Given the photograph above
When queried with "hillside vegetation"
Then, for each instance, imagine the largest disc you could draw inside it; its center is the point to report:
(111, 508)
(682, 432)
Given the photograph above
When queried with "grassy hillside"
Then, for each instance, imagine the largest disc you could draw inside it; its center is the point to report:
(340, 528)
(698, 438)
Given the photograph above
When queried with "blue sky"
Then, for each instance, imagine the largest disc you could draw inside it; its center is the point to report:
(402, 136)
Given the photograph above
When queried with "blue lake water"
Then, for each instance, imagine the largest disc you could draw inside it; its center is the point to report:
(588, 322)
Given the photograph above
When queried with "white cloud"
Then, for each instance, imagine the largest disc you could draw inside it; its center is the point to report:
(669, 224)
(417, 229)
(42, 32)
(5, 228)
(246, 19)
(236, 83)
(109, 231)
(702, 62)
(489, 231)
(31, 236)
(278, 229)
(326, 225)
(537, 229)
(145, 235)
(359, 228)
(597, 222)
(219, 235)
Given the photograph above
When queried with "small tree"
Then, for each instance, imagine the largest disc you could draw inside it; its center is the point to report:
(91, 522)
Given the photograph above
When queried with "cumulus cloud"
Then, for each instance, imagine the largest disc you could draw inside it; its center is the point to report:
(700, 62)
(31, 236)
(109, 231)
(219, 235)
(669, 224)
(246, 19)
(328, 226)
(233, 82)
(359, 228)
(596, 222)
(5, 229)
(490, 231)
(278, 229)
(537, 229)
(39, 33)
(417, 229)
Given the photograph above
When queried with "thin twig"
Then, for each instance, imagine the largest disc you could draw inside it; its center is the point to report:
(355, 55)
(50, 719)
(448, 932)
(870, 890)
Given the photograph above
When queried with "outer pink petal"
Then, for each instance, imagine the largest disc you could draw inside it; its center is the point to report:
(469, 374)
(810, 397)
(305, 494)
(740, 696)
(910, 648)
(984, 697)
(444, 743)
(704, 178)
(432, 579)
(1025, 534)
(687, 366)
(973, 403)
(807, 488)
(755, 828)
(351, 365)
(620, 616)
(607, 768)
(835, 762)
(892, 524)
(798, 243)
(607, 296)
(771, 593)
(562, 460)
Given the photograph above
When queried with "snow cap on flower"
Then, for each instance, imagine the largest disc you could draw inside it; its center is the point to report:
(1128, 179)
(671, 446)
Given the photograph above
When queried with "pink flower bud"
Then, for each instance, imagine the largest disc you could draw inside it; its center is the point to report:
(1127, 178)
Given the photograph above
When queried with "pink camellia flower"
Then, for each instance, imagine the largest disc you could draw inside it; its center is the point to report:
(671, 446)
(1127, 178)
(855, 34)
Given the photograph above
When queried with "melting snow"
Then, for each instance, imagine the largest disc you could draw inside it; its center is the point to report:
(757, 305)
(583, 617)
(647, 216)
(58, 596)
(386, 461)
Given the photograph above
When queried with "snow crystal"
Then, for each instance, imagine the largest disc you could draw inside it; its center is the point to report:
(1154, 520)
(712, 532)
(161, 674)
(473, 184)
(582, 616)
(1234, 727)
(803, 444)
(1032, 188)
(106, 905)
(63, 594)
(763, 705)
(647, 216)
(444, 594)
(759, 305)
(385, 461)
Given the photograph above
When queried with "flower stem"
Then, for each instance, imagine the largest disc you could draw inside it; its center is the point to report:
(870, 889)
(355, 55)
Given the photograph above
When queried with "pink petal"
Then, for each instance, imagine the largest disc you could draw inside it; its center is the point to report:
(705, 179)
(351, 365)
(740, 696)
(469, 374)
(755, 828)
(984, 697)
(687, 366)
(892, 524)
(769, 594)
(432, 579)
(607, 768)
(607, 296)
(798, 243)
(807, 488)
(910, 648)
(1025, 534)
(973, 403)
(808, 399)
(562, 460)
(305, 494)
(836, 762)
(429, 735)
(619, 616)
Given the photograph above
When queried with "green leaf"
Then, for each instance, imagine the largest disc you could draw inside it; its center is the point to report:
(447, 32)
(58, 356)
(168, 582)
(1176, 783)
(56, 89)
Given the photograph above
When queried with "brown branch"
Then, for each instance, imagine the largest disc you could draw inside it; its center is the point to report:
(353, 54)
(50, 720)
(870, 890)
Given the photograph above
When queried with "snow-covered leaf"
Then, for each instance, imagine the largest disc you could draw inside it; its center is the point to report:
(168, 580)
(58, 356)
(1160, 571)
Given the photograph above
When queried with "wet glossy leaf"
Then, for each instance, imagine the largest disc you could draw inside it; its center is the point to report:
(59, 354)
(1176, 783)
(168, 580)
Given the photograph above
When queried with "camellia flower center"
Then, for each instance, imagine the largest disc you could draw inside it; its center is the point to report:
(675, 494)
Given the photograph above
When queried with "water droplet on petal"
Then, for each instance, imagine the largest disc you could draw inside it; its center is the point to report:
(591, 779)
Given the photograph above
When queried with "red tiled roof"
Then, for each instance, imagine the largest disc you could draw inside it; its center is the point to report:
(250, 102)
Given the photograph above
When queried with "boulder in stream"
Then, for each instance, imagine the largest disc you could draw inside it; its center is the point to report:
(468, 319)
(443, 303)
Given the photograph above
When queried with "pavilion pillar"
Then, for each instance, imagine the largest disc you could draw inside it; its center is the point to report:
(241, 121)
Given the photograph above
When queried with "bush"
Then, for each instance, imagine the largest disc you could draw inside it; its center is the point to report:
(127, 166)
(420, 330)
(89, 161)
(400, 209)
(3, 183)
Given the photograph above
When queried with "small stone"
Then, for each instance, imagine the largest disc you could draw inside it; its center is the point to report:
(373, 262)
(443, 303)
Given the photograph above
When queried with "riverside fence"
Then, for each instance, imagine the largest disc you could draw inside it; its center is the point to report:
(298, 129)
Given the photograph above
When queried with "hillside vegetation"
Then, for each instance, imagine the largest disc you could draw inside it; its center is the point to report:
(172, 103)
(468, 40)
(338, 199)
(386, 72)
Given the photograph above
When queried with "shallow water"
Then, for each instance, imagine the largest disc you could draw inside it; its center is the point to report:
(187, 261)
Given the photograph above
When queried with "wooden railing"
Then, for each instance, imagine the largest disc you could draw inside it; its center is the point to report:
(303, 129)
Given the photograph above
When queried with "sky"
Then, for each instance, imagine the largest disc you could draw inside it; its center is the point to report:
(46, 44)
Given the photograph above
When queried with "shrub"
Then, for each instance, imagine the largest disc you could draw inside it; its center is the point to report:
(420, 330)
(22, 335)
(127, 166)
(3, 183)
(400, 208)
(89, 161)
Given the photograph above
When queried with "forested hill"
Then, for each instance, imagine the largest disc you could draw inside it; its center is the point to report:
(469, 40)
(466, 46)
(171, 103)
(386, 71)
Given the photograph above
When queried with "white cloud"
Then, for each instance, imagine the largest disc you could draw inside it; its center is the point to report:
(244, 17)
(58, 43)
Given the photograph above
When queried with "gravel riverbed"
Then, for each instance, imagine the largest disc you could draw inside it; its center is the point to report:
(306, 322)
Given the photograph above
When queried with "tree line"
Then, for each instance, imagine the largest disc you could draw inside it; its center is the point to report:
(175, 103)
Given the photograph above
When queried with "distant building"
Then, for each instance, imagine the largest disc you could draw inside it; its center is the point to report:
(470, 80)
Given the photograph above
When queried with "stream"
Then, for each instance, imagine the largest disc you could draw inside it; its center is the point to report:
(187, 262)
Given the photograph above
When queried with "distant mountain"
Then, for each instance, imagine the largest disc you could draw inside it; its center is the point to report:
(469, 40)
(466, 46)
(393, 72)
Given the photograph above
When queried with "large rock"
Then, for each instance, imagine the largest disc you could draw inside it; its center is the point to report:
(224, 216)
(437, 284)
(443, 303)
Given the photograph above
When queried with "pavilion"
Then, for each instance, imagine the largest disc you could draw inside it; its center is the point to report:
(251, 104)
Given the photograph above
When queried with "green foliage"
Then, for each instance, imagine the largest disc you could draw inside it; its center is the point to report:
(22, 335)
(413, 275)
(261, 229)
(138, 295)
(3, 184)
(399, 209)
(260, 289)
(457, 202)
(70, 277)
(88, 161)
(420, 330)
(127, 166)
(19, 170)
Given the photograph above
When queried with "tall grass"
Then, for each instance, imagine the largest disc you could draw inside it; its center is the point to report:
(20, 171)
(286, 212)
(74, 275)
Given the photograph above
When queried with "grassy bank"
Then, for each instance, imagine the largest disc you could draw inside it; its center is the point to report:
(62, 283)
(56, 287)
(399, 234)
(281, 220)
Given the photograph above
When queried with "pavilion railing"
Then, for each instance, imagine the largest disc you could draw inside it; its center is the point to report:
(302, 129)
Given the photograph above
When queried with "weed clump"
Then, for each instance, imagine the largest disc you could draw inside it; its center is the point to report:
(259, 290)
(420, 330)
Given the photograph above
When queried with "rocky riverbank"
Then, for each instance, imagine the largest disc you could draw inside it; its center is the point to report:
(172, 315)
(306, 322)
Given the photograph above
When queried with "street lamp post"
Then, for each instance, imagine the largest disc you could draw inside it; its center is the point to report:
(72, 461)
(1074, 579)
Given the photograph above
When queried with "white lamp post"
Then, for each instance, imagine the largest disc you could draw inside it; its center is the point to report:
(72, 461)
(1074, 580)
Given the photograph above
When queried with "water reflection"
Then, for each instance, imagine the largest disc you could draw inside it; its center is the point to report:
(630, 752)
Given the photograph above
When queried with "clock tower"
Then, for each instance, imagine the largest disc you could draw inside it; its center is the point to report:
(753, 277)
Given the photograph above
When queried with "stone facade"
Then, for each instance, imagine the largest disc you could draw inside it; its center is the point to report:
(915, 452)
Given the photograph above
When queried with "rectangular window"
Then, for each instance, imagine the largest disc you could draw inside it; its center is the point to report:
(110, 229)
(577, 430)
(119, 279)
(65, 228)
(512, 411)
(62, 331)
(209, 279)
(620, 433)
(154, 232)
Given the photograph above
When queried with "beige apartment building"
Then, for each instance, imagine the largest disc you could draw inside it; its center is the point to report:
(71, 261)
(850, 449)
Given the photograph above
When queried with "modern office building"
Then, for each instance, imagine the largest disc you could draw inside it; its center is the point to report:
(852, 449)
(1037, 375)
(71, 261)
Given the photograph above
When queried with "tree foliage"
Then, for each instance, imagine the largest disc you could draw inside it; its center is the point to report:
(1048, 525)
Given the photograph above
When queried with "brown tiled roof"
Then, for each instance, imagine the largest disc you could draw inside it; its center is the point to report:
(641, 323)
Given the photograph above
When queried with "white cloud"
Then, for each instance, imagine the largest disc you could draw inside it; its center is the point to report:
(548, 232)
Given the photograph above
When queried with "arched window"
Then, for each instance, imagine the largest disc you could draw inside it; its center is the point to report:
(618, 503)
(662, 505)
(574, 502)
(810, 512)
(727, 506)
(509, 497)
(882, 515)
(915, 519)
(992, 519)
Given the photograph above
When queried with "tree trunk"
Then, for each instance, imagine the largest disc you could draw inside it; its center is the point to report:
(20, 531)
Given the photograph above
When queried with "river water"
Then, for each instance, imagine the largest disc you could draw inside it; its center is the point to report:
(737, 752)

* **TASK INSTRUCTIONS**: State how many lines above contain the word "window", treating uppercase and lowercase as different, and give only that number.

* **TASK ANSWER**: 2